-------- Passage --------

Mid-Cap

Is it the right time to buy these four stocks?

November 18, 2015 | Team Kalkine
Is it the right time to buy these four stocks?

Seven West Media Ltd


          SWM Dividend Details
 
Diversifying business to offset FTA market pressure: Seven West Media Ltd (ASX: SWM) commented on its trading update at the AGM stating FY16 EBIT expected to be at the bottom end of the minus 5-10% guidance range. SWM also stated about the flat TV market growth given performance in 1Q16 and challenges in the publishing advertising segment. However, group costs have been expected to be below prior corresponding period. The company reported a revenue decrease of 4.7% on a year over year basis to $1,774.7 million for fiscal year of 2015 due to ongoing impact of its core TV segment revenues (which accounts 72% of the overall revenues). TV segment revenues plunged by 2% year on year (yoy) to $1,279.2 million during the year impacted by the declining advertising revenues for TV. Therefore, the group has been diversifying business to offset Free to Air (FTA) market pressure and also focusing on online as well as other communications. The group’s Yahoo7 (partnership with Plus7) has over 3.1 million daily active users, wherein its mobile audiences rose by 31%. More than 130 million video streams were served during the fiscal year, which is an improvement by 15%. SWM’s Presto SVOD (launched during third quarter of 2015) service growth is also on track. The group is also making new distribution agreements with third party platforms and entered into media partnership with Racing Victoria on Racing.com. SWM improved its digital video revenue by 66% and witnessed a 17% growth in content sales.

--------

# Exercise
Write the next part of the article on Seven West Media, beginning right after its final sentence. The material placed after this article comes from an unrelated source.

-------- Data block --------

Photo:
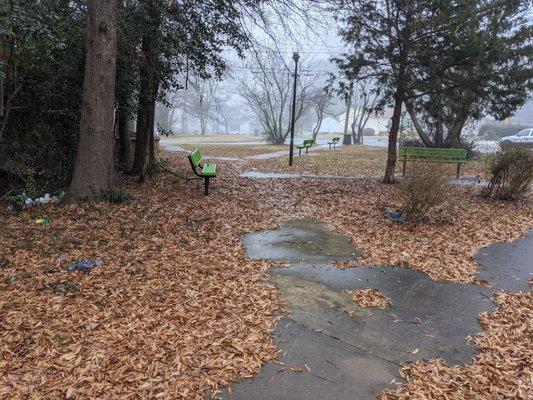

--------

# Task response
 

Total Revenue (Source: Company Reports)
 
Outstanding dividend yield: The group entered into a new 6-year deal with the Australian Football League (AFL) for the 2017 to 2022 seasons which would add some support to its TV business. Moreover, SWM cost control efforts generated a 2.4% yoy decrease in operating costs during FY15 and the group continues to focus on improving its efficiency. Seven West is also boosting its balance sheet and raised over $310.7 million cash through entitlement offer. Accordingly, Seven west decreased its net debt by 36.7% or $425.6 million, while the debt leverage ratio reduced to 1.8x EBITDA, as compared to 2.5x EBITDA during the earlier fiscal year. On the other hand, Seven West Media stock delivered a negative year to date returns of 45.75% (as at November 17, 2015) partly impacted by declining overall FTA revenues and the group’s poor performance. However, Seven West now estimates a better outlook driven by its newspapers, magazines and digital business. The group also approved on-market buy-back of shares worth over $75 million for the coming twelve months. SWM’s focus on live-streaming, performance from Yahoo7 and digital businesses of The West Australian and Pacific Magazines might support its revenues to an extent. Other drivers may be the licence fee cuts and digital monetization. The firm has an attractive dividend yield. We reiterate our “BUY” recommendation on the stock at the current price of  $0.715
 

SWM Daily Chart (Source: Thomson Reuters)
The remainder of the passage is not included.